• What the task asks: Identify every line of the material below that contains the string "white" and copy each of those lines. Case counts.

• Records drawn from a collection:

────────

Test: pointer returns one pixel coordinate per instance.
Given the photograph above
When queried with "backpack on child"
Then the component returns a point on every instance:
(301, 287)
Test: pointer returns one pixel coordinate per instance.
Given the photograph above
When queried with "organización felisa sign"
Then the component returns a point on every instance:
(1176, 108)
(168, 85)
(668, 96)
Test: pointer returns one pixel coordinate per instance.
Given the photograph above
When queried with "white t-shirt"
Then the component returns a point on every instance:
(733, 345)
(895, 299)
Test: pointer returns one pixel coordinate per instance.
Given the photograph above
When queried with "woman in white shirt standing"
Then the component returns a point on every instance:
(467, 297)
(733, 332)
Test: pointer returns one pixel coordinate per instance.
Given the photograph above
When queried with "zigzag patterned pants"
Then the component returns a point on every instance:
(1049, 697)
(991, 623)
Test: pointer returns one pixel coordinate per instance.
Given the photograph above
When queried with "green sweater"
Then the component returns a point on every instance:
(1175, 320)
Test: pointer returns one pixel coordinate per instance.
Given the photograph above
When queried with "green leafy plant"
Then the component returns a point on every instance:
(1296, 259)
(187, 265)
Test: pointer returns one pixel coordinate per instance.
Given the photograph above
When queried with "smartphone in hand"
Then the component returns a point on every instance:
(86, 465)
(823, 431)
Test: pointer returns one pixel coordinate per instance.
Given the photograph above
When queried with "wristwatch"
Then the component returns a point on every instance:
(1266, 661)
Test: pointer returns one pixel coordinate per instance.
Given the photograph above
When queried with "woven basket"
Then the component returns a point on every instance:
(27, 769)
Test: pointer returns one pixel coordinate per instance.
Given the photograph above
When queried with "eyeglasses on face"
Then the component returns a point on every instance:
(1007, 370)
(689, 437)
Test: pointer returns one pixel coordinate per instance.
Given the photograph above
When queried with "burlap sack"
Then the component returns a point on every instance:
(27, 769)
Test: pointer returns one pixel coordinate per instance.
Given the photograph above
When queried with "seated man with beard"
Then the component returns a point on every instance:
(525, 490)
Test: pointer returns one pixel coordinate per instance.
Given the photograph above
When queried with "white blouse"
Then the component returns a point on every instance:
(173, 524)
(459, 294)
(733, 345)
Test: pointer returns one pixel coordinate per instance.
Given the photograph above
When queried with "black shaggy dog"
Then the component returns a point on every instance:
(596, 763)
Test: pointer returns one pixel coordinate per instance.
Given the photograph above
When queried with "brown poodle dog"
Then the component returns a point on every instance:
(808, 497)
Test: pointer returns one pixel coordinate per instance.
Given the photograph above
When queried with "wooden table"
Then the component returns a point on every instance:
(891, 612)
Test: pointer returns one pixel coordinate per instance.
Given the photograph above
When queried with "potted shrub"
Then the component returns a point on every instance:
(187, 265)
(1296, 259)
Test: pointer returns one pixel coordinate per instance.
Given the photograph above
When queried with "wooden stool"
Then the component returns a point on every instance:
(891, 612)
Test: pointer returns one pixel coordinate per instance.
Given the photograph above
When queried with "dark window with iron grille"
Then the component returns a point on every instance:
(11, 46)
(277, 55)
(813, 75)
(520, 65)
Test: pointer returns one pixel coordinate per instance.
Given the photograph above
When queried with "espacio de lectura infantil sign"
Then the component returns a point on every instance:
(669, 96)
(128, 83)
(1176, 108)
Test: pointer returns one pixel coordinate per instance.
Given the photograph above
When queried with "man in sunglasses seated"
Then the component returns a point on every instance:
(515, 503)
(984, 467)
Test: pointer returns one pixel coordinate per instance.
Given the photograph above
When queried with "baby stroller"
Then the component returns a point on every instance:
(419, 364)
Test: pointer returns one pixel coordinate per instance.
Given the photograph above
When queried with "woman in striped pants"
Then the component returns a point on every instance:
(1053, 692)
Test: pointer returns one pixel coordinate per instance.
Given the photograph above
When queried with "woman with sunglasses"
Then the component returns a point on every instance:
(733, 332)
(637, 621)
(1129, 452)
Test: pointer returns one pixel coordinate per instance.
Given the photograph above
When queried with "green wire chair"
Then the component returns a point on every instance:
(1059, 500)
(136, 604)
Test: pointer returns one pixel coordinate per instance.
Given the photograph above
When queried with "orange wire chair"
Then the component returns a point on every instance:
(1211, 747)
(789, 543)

────────

• Finished exercise:
When queried with "white t-shirt"
When queried with "woman in white shirt standing"
When queried with "white blouse"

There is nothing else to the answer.